"""
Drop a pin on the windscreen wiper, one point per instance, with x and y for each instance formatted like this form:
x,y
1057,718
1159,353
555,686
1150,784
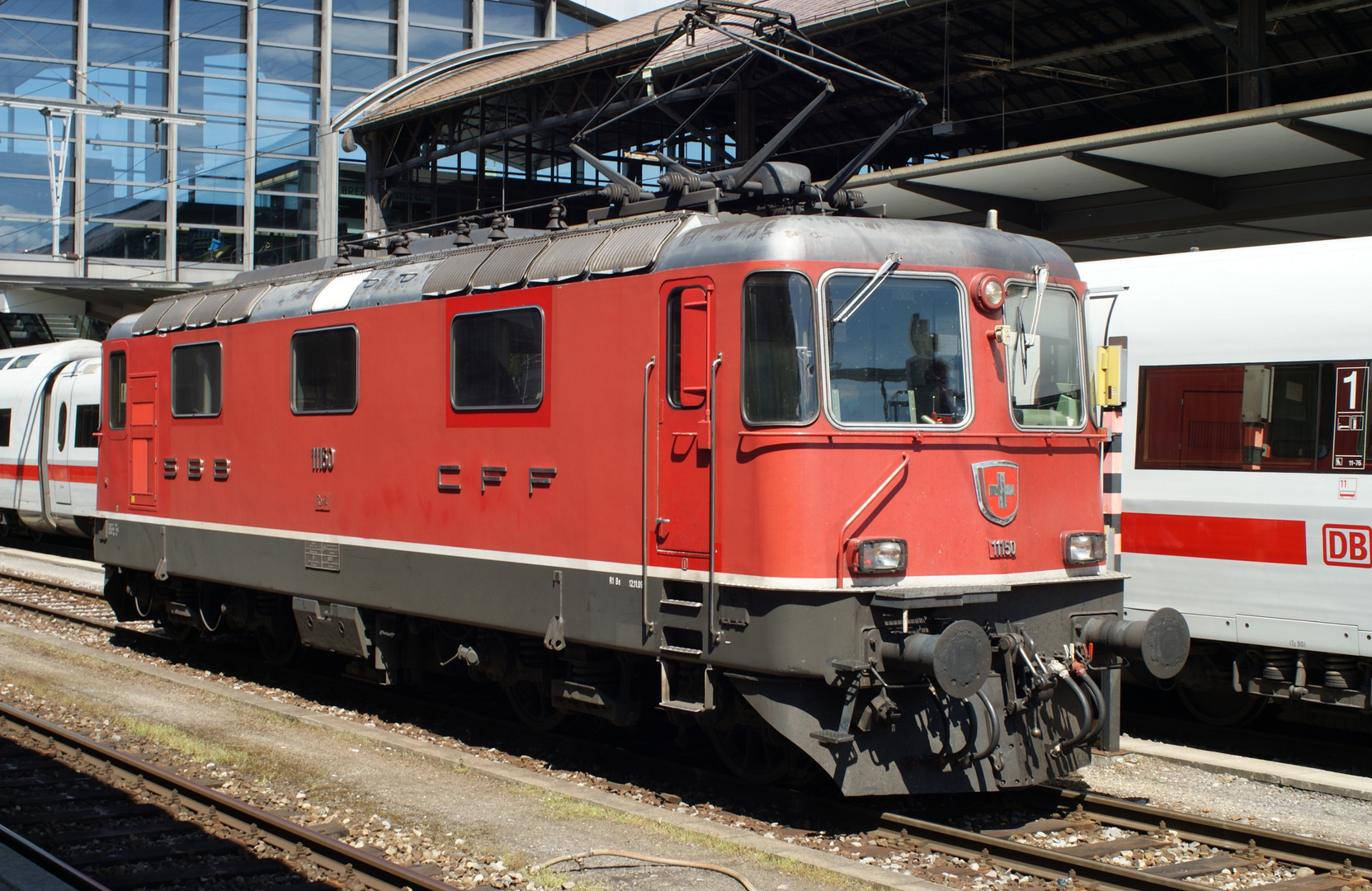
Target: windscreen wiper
x,y
866,290
1040,285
"""
Requirement:
Your answer must be an exact repeat of the records above, with the pictures left out.

Task solution:
Drop a pin on the windscreen wiper, one point per instance, with x and y for each instance formatted like this form:
x,y
1057,718
1159,353
555,686
1150,784
Target: windscreen wiper
x,y
866,290
1040,285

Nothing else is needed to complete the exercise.